▸ WHAT THE TASK REQUIRES:
An exact, line-by-line copy is needed, beginning at the line with "For every instance of the stone church" and ending at the last line of the listing below.
==================================================
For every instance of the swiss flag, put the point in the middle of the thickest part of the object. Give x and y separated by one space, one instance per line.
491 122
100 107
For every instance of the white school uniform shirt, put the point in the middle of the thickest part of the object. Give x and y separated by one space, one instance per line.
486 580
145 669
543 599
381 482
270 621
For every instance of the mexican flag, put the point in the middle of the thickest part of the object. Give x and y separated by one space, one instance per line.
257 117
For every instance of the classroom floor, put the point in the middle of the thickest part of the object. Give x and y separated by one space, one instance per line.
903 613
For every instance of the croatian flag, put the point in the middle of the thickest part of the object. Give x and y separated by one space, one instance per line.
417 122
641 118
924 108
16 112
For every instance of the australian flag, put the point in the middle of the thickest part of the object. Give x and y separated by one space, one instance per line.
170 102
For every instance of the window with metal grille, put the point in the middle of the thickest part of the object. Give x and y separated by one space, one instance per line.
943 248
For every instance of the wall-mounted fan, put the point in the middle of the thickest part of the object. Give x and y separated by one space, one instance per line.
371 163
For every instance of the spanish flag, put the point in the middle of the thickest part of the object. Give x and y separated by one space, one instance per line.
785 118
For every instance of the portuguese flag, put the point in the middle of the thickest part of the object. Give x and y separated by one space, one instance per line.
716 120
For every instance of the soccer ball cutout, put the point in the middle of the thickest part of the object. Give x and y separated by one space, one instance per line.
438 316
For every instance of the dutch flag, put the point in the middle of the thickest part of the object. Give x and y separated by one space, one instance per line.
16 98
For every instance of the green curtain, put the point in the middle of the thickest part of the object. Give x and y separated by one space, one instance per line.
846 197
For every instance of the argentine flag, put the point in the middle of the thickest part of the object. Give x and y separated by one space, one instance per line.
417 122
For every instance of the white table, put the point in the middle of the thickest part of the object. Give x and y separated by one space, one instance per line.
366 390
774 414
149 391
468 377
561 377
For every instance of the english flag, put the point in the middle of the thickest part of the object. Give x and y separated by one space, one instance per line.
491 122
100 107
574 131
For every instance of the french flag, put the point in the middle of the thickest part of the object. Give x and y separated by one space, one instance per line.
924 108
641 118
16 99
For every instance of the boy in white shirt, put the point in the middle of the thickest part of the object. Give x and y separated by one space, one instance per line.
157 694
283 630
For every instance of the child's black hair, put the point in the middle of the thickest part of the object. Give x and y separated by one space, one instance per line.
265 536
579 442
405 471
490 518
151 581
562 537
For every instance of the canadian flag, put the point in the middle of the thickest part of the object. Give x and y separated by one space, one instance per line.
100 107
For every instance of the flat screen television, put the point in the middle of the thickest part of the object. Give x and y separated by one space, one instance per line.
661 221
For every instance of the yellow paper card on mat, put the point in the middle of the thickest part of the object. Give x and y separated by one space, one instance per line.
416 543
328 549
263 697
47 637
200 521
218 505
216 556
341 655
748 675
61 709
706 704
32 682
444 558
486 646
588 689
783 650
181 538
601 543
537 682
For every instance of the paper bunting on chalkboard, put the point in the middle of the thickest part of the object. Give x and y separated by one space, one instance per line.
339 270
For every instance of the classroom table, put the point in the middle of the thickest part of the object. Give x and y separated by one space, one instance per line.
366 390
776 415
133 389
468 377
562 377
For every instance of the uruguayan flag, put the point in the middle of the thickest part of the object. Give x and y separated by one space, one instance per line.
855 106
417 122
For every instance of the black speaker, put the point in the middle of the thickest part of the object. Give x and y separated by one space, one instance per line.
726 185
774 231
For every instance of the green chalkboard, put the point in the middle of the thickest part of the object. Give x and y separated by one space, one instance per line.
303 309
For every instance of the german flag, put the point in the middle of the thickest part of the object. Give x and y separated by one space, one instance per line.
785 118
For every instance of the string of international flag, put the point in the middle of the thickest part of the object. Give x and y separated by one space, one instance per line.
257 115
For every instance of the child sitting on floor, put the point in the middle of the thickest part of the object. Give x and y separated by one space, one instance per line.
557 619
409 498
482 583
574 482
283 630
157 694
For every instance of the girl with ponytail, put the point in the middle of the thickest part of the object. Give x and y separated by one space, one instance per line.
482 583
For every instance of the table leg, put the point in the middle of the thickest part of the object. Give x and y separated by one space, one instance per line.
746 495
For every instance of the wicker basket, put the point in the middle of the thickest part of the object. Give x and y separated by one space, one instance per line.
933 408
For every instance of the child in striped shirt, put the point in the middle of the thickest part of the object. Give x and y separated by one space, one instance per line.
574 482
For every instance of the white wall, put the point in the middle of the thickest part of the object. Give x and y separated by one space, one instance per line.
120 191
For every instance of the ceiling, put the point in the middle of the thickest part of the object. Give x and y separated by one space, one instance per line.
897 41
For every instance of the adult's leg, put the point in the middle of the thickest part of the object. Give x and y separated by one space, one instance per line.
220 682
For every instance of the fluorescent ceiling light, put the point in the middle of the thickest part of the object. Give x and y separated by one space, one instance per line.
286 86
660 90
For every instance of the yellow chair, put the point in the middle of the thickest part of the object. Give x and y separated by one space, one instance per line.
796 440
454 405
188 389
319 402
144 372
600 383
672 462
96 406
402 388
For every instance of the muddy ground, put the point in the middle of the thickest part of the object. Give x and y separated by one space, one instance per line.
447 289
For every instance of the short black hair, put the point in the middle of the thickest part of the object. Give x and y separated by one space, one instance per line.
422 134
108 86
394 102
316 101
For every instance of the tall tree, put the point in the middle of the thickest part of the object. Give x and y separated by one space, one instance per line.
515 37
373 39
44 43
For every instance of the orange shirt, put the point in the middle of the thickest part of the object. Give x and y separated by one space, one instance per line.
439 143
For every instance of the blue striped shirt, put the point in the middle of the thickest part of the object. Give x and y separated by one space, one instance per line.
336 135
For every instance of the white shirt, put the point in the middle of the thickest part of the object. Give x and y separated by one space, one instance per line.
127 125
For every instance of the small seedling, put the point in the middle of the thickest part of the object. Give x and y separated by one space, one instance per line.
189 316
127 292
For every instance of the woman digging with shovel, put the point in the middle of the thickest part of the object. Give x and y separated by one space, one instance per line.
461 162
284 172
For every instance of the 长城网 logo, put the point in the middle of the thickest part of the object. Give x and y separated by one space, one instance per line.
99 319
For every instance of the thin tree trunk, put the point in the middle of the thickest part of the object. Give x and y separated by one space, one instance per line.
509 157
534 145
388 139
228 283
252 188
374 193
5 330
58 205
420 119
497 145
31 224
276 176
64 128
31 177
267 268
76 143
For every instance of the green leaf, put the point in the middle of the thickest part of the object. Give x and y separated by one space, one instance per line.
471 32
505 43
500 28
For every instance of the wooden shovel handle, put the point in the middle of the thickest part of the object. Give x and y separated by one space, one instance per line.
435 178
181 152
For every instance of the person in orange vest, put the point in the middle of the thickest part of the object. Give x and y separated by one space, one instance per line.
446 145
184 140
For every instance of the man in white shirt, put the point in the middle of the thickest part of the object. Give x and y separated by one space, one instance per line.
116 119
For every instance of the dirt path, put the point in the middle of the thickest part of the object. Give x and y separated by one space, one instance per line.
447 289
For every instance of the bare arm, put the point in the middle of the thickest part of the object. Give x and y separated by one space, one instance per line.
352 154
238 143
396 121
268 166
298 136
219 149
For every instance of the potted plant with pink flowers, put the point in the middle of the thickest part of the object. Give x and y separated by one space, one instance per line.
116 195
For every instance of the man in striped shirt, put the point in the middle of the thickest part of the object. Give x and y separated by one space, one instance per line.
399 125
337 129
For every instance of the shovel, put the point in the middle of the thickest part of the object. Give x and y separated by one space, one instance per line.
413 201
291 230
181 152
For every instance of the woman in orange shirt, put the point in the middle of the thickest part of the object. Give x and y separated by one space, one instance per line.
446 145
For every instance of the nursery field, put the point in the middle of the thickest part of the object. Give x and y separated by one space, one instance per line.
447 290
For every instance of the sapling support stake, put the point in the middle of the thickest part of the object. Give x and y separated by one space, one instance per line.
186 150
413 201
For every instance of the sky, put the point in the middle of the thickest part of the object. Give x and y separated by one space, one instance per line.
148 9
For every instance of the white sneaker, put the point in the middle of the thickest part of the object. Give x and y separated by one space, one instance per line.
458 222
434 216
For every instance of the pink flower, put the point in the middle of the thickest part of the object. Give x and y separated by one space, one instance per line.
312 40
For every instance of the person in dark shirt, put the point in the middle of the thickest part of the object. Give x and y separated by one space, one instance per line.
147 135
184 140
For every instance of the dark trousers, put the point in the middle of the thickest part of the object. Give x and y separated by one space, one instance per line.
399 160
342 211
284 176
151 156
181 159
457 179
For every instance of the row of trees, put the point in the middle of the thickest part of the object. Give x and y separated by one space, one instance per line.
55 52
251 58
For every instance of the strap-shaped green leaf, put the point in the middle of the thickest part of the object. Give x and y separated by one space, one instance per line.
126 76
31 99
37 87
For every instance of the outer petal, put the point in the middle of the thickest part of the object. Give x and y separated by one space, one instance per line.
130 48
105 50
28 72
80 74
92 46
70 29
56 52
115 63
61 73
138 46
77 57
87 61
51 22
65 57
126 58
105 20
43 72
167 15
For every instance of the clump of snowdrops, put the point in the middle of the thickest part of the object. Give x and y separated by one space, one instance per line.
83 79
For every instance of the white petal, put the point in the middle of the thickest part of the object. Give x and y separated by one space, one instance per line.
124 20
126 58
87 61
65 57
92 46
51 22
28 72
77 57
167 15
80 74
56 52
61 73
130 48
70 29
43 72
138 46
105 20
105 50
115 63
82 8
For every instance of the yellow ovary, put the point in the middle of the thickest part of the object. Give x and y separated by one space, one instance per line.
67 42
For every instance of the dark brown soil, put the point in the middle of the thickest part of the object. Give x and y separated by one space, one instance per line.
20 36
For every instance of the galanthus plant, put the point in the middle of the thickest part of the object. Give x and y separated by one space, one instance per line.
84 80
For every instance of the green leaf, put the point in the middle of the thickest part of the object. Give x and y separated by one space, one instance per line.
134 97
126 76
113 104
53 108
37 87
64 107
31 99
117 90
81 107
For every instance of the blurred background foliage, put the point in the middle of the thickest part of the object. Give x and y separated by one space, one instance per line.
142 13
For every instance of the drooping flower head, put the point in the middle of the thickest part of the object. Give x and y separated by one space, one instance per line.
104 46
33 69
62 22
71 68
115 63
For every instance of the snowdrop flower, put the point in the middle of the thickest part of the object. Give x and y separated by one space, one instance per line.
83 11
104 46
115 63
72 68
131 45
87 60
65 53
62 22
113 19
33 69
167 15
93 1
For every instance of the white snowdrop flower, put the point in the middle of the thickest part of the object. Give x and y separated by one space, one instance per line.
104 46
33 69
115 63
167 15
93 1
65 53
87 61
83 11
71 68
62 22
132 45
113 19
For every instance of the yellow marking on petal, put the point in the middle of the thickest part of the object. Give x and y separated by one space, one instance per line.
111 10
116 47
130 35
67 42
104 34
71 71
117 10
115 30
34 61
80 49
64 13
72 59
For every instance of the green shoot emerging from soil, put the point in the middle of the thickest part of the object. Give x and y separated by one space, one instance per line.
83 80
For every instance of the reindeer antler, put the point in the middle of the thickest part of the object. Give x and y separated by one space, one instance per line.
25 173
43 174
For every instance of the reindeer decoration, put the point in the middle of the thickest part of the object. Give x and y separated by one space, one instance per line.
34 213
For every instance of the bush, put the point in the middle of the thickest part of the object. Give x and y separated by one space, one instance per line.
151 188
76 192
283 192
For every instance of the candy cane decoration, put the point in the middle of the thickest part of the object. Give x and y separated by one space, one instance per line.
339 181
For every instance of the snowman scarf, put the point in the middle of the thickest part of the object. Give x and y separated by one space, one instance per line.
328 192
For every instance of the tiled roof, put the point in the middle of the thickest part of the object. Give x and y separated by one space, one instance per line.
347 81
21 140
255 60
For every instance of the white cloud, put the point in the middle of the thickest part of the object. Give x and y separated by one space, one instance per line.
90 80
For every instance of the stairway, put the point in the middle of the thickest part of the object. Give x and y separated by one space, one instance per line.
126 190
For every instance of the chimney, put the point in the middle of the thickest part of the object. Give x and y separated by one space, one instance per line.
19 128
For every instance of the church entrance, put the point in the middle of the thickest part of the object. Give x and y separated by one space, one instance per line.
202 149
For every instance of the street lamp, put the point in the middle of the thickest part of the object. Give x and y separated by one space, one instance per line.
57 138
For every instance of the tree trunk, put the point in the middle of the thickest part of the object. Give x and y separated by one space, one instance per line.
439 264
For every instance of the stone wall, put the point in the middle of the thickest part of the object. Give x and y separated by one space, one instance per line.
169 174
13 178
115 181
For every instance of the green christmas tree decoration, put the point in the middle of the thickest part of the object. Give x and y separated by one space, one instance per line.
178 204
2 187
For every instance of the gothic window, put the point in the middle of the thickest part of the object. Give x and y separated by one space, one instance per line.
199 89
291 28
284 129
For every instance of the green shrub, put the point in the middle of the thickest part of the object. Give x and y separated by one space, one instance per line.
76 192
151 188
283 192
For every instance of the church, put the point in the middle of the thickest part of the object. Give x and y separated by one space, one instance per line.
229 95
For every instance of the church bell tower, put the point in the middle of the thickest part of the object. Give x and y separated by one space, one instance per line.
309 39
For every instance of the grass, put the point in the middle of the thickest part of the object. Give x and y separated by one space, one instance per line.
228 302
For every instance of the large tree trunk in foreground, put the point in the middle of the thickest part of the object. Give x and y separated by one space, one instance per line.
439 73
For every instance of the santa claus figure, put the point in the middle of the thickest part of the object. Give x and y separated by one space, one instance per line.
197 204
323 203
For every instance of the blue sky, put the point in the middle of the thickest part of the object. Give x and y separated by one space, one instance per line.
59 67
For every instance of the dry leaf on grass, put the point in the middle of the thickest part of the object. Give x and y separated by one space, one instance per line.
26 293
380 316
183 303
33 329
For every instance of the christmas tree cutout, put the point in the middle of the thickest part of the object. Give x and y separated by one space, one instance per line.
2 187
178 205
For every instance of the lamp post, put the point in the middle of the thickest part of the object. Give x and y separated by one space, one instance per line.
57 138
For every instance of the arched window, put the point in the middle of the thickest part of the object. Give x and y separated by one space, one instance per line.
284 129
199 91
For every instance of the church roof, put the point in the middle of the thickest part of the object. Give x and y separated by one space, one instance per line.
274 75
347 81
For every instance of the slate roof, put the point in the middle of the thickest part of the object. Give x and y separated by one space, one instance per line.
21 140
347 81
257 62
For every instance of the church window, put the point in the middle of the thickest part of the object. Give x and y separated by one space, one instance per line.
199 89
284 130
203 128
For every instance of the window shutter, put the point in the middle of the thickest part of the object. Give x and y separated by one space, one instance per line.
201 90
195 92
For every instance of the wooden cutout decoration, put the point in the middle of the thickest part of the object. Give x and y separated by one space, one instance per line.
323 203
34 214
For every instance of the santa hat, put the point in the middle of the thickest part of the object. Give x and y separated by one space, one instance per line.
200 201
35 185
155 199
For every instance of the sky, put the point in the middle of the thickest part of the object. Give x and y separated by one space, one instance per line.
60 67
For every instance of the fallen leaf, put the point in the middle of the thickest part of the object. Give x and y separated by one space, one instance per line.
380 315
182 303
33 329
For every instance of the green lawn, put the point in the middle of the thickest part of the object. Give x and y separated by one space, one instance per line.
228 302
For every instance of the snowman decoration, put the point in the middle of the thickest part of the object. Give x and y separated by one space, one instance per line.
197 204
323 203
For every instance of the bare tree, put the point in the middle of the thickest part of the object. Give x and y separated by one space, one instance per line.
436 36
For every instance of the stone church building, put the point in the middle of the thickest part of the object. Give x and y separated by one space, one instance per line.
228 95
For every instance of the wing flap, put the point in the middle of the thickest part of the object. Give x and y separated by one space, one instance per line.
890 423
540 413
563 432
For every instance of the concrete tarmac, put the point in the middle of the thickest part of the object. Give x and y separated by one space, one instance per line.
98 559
==================================================
▸ SOLUTION TO THIS PROBLEM:
For every instance of the stone church building, put the point in the middle of the thickest part of the object. Give x and y separated by one space, one instance per line.
228 95
For every instance of the wing flap, put the point in the middle of the thickest part of the object. Give x and y separated by one space, one instance per line.
890 423
540 413
563 432
For every instance of the concrete tarmac, put the point in the middle of the thickest part of the object. Give x and y separated by one space, one instance per line.
98 559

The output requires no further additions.